**SOURCE DOCUMENT**:
Operation Backlog Completion 2024
Oct 132023
 

Last month, we talked about the announcement of a Dementium: The Ward remaster for the Nintendo Switch.

At the time, I said that as part of this October’s celebration of spooky games, I might play either that or the 3DS version I already had. Well, I decided to play the 3DS version, Dementium Remastered.

My first thought upon starting up Dementium was, “Oh, this game will benefit from having a right stick to control the camera,” since camera controls were otherwise relegated to either the face buttons or the touchscreen on my old 3DS. Nevertheless, I eventually got used to using the stylus to aim.

You also use the stylus to write notes in your notebook, and that’s one of its best features. I loved actually writing down notes about puzzles, lock combinations, etc. in the notebook, so it’s a shame that mechanic is presumably cut from the new remaster. It’s a small touch, but one that makes the game feel a bit more unique.

Combat in Dementium plays like a first-person shooter, with several weapons you obtain along the way. You can’t hold a flashlight and a weapon at the same time, so a considerable amount of tension is added from needing to quickly switch to a weapon when you see an enemy approaching. I found it beneficial to avoid certain enemies, especially since you can only use healing items right when you find them.

Bosses are especially dangerous. Without being able to bring healing items to a boss fight with you, you really need to stay alert. One boss fight was so frustrating it nearly soured my view on the whole game.

Click for Dementium boss spoilers
I’m talking about the wheelchair boss, of course. I looked up a guide, only to find advice that seemingly didn’t work in the 3DS version, and the only other major piece of advice was to look up the code for obtaining the sniper rifle to get it earlier than you should. I finally beat him by adopting a very aggressive approach of shooting him and chasing after him instead of playing it safe, but it was a very frustrating fight.

**DATA EXTRACT**:

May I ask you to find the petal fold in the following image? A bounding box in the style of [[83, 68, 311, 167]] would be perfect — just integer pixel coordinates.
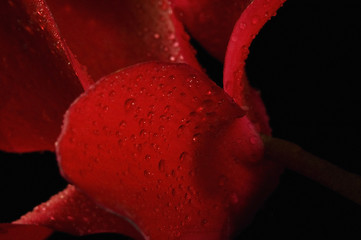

**INSTRUCTIONS FOR THE TASK**: Restate the Dementium post starting at "You also use" and ending at "you find them.", substituting "journal" for every "notebook".

**RESULT OF THIS TASK**:
You also use the stylus to write notes in your journal, and that’s one of its best features. I loved actually writing down notes about puzzles, lock combinations, etc. in the journal, so it’s a shame that mechanic is presumably cut from the new remaster. It’s a small touch, but one that makes the game feel a bit more unique.

Combat in Dementium plays like a first-person shooter, with several weapons you obtain along the way. You can’t hold a flashlight and a weapon at the same time, so a considerable amount of tension is added from needing to quickly switch to a weapon when you see an enemy approaching. I found it beneficial to avoid certain enemies, especially since you can only use healing items right when you find them.